__Records to use__:

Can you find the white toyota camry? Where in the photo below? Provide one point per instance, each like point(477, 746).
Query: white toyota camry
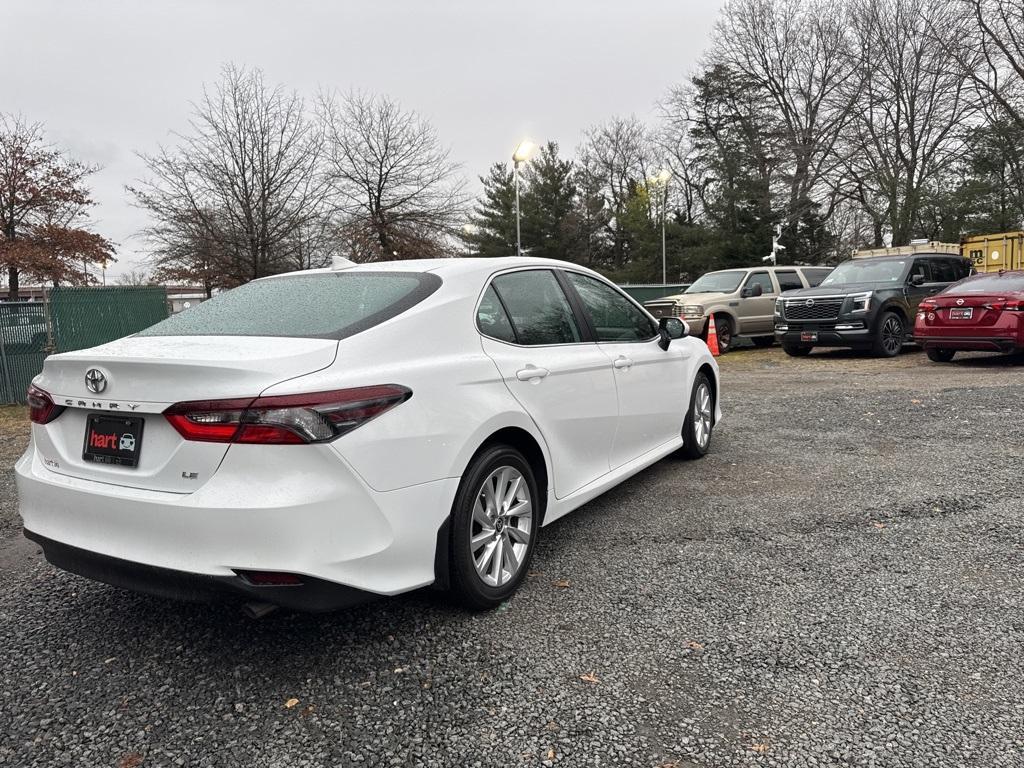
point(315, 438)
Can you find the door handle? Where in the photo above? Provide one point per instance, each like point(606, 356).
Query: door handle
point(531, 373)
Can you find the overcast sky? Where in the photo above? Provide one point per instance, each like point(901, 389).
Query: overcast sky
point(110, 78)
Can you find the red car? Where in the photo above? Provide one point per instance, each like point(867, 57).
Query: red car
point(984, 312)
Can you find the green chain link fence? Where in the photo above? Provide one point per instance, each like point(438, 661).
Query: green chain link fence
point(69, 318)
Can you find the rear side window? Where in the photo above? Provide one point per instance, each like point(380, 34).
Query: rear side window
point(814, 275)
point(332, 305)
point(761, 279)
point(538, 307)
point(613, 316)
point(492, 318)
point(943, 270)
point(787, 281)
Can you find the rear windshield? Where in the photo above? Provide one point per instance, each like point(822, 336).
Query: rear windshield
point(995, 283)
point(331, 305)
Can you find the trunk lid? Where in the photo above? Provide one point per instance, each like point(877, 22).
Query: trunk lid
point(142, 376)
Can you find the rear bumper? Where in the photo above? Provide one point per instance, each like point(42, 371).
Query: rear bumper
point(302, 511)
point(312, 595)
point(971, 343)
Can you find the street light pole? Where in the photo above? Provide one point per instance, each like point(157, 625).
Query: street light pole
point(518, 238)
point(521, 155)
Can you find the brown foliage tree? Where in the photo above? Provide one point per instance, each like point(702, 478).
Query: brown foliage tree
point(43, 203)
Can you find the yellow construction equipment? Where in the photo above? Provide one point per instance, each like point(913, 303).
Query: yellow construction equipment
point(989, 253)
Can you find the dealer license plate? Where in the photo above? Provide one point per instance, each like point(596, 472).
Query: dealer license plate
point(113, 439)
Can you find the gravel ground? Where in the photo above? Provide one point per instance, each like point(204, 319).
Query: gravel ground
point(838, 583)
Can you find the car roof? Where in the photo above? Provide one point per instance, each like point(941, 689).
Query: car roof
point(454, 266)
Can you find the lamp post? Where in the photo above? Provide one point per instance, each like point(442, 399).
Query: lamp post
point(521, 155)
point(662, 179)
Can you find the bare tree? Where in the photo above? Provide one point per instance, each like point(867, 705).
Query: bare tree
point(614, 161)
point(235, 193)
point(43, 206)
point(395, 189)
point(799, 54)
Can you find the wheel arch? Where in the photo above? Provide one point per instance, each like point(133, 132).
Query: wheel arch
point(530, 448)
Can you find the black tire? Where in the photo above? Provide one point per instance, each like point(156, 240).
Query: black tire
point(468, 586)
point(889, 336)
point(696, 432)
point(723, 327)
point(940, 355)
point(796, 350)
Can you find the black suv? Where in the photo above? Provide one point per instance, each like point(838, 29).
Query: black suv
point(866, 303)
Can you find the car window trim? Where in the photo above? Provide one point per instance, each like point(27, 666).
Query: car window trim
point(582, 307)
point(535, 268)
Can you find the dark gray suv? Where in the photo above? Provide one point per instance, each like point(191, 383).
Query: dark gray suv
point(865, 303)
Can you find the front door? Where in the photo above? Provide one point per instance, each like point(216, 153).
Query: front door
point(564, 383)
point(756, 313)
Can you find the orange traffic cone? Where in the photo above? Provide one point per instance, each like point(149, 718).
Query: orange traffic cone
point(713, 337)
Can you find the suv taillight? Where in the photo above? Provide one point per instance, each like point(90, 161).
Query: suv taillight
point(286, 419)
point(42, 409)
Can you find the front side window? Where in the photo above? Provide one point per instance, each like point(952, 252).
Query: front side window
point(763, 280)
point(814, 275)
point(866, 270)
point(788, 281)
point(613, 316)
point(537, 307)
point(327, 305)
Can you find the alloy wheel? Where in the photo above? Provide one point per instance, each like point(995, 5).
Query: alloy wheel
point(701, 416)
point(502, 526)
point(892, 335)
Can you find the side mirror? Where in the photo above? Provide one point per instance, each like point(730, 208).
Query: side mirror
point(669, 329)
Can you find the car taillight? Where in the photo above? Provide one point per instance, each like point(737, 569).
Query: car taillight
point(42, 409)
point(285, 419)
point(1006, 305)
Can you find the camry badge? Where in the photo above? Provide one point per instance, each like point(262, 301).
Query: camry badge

---

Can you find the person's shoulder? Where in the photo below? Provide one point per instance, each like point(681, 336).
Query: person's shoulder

__Exercise directions__: Starting at the line containing "Can you find the overcast" and stopping after the line containing "point(838, 583)", write those records out again, substituting "back windshield" for "rear windshield" and leaving everything else untouched.

__Answer for this exercise__:
Can you find the overcast sky? Where in the photo above? Provide one point per instance, each like point(901, 389).
Query: overcast sky
point(110, 78)
Can you find the red car? Where in the photo above? Provide one point per instance, each like point(867, 57).
Query: red car
point(984, 312)
Can you find the green chain link fence? Where in the photo above? Provide one point per instance, each like point(438, 661).
Query: green chain link fence
point(69, 318)
Can you find the rear side window? Where in the photo above? Provide one point per instance, each like point(380, 34).
Query: rear side window
point(814, 275)
point(332, 305)
point(761, 279)
point(538, 307)
point(613, 316)
point(492, 318)
point(943, 270)
point(787, 281)
Can you find the back windshield? Where in the photo above? Provide one point per instance, each like point(822, 336).
Query: back windshield
point(995, 283)
point(331, 305)
Can you find the trunk lid? Where in the photo above? Provide one point per instance, each like point(877, 22).
Query: trunk lid
point(142, 376)
Can you find the rear bumper? Where in the photo above? Provide one point per instance, each like point(42, 371).
Query: rear bumper
point(302, 511)
point(312, 595)
point(971, 343)
Can you find the street light pole? Where in the photo above? Provide one point per instance, each like point(157, 625).
Query: street light pole
point(518, 238)
point(521, 155)
Can you find the brown foliage tree? Where in the photo above? Provide one point per instance, each like point(702, 478).
Query: brown foliage tree
point(43, 203)
Can you find the yellow construction equipment? Where in the photo above? Provide one point per instance, each like point(913, 303).
Query: yellow construction equipment
point(989, 253)
Can you find the dealer license plate? Where in the photo above? Provide one point per instance, each like point(596, 472).
Query: dealer license plate
point(113, 439)
Can you find the gravel ground? Where in the photo above? Provide one point per instance, each like point(204, 319).
Query: gravel ground
point(838, 583)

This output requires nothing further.